## Directions for this task
Reproduce every one of the lines below word for word, leaving out the pictures.

## Task inputs
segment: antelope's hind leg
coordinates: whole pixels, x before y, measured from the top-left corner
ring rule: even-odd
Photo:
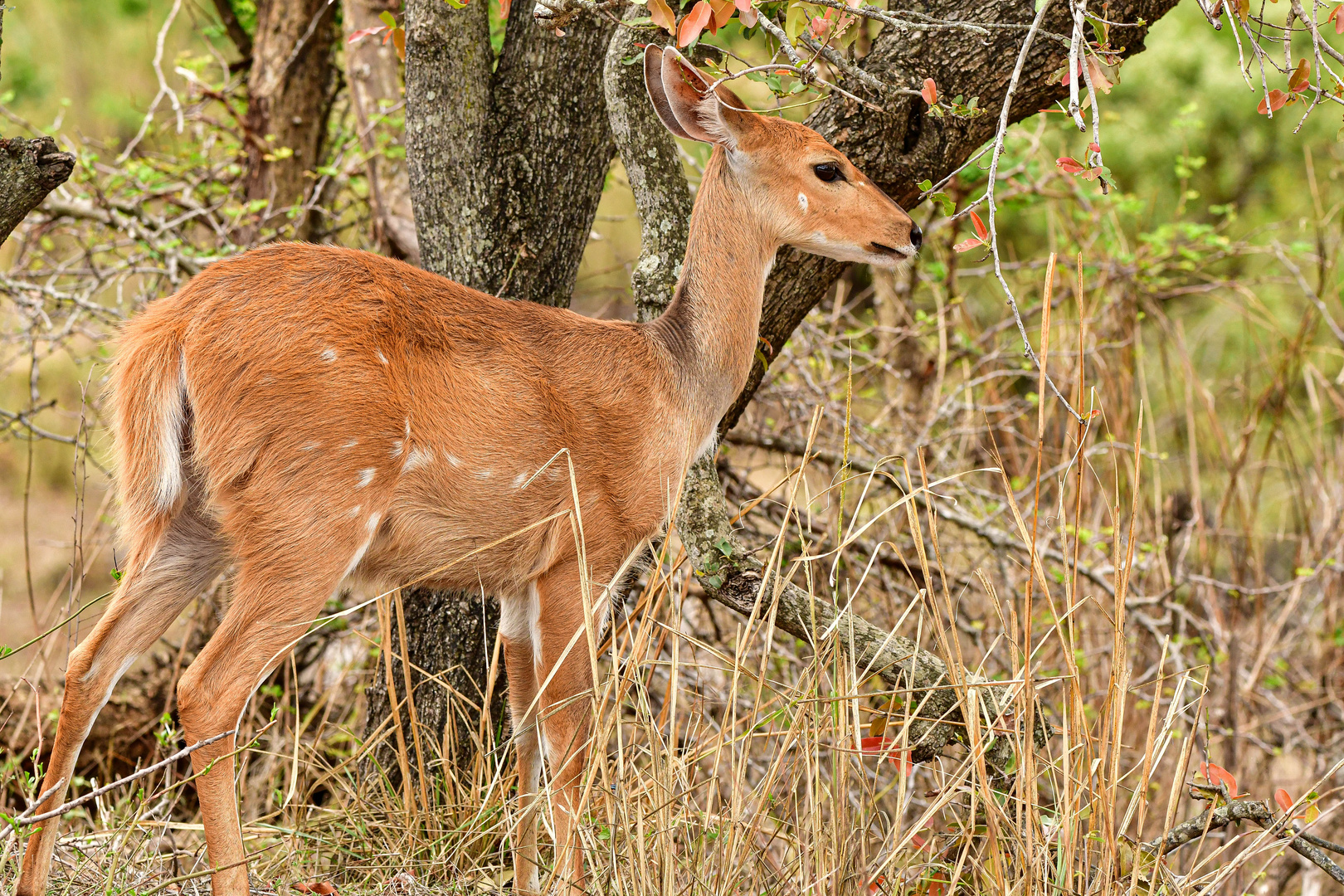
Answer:
[[[289,525],[276,514],[239,541],[233,602],[219,629],[177,682],[177,713],[187,743],[233,731],[262,680],[289,656],[309,623],[358,566],[380,514],[367,521],[345,514],[328,528]],[[271,529],[270,527],[276,528]],[[276,532],[298,532],[276,551]],[[234,791],[235,737],[230,735],[191,755],[214,896],[247,896]]]
[[[215,521],[195,497],[188,498],[187,506],[167,521],[157,539],[151,536],[145,543],[133,545],[130,556],[133,562],[108,611],[70,653],[56,736],[39,793],[51,787],[55,790],[38,806],[38,814],[55,809],[65,798],[79,748],[98,711],[112,697],[117,680],[137,656],[153,646],[183,607],[210,586],[226,563],[224,544]],[[138,568],[137,556],[148,557]],[[40,896],[46,891],[58,821],[43,822],[28,838],[16,896]]]
[[[593,728],[593,666],[581,587],[579,566],[573,560],[539,576],[538,615],[544,625],[534,631],[536,680],[542,686],[539,729],[551,772],[555,881],[559,892],[570,896],[583,893],[586,880],[579,815]],[[597,619],[593,623],[597,626]]]
[[[500,602],[500,641],[508,677],[509,724],[517,758],[517,815],[513,827],[513,889],[536,896],[540,889],[536,864],[536,794],[542,780],[542,739],[536,729],[536,588],[521,598]]]

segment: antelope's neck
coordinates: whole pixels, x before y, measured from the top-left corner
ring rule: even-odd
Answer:
[[[672,359],[685,423],[698,439],[710,437],[746,386],[777,250],[715,149],[695,197],[672,304],[649,324]]]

## The result
segment: antelope's hind leg
coordinates: whole pixels, x before y, measured from the top-left corner
ring rule: even-odd
Photo:
Answer:
[[[289,525],[276,514],[239,541],[233,602],[219,629],[177,682],[177,713],[187,743],[233,731],[262,680],[289,656],[309,623],[358,566],[380,514],[367,521],[345,514],[328,528]],[[271,529],[270,527],[276,528]],[[276,532],[298,532],[276,551]],[[234,791],[235,737],[230,735],[191,755],[214,896],[247,896]]]
[[[215,521],[195,497],[188,498],[187,506],[167,521],[157,539],[151,536],[145,543],[133,545],[130,556],[133,562],[108,611],[70,653],[56,736],[39,793],[51,787],[55,790],[38,806],[38,814],[55,809],[65,798],[79,748],[98,711],[112,697],[117,680],[137,656],[153,646],[183,607],[210,586],[226,563],[224,544]],[[138,568],[137,556],[148,557]],[[40,896],[46,891],[58,821],[43,822],[28,838],[16,896]]]
[[[593,728],[593,666],[581,587],[579,566],[573,560],[539,576],[538,615],[544,625],[534,631],[536,680],[542,686],[539,729],[551,772],[555,881],[559,892],[570,896],[583,893],[586,880],[579,815]],[[597,619],[593,623],[597,626]]]
[[[500,602],[500,641],[508,677],[509,724],[517,758],[517,815],[513,827],[513,889],[536,896],[540,889],[536,864],[536,794],[542,780],[542,739],[536,729],[536,588],[521,598]]]

segment: antelope's neck
coordinates: whole pixels, x before y, measured from the top-left corner
ring rule: even-odd
Answer:
[[[672,359],[685,423],[698,439],[710,437],[746,386],[777,250],[715,149],[695,197],[672,304],[649,324]]]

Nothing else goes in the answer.